— De gegevens —
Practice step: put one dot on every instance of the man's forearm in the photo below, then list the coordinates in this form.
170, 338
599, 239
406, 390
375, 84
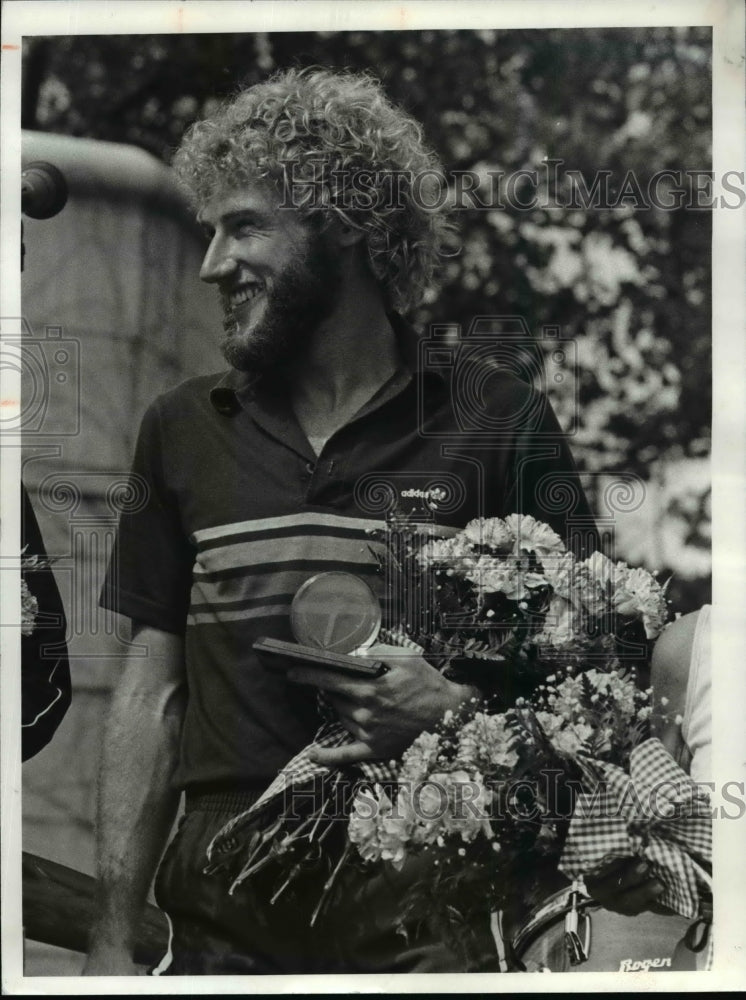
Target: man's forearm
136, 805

...

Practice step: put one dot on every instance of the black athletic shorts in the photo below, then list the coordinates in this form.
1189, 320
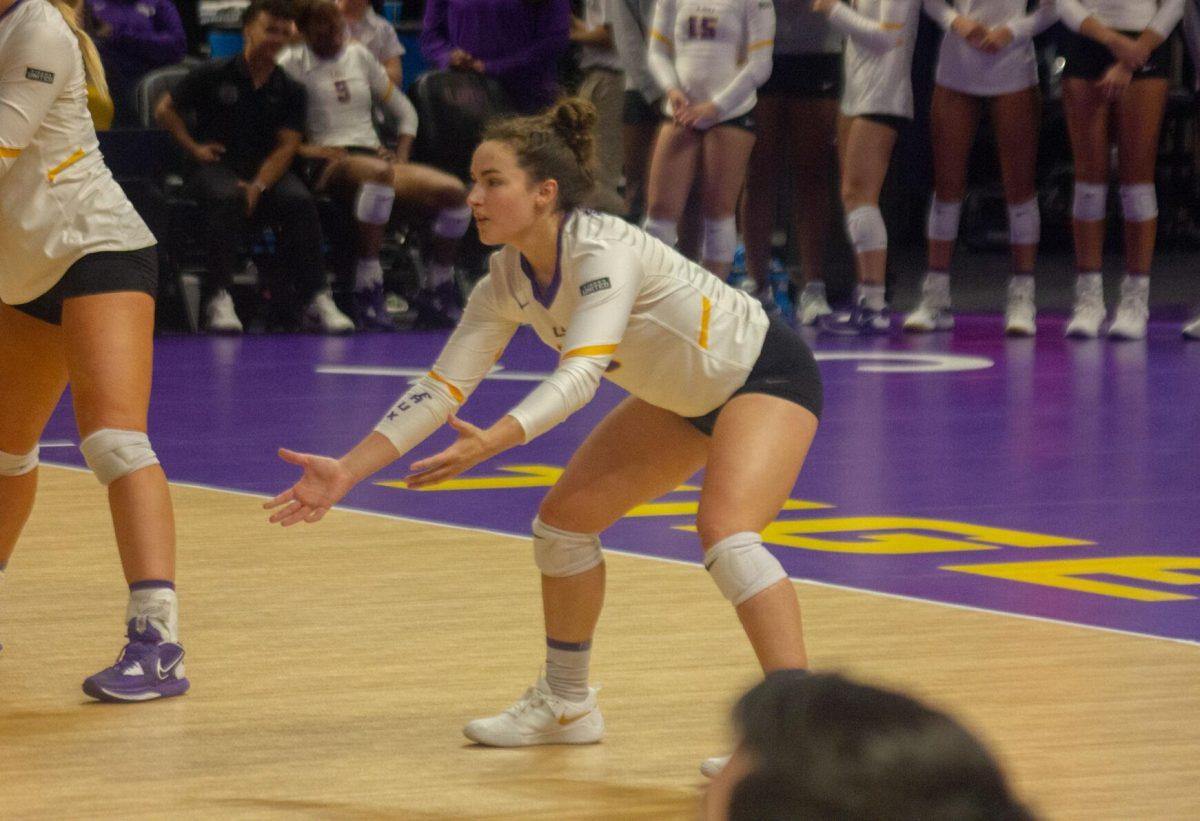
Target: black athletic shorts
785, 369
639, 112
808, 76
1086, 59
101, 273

---

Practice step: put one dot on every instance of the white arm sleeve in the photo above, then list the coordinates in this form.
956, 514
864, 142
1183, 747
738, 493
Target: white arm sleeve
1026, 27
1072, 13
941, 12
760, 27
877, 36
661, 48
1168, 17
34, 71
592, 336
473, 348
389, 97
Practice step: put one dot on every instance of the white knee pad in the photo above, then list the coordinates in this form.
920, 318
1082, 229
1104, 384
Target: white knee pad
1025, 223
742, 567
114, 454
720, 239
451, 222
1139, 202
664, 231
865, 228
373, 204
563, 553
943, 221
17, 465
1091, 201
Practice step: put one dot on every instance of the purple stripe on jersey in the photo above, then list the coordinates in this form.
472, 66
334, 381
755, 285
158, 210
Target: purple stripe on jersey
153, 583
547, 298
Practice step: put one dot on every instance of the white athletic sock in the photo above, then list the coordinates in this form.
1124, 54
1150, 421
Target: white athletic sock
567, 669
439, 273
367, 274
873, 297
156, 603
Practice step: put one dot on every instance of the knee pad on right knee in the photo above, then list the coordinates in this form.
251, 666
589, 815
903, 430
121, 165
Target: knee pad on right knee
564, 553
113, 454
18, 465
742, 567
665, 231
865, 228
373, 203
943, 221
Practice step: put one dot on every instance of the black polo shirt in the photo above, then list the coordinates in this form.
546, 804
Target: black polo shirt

— Instructies —
Geef aan in hoeveel regels van de gegevens hierboven het woord "below" staat. Noem alleen het aantal.

— Eindresultaat —
2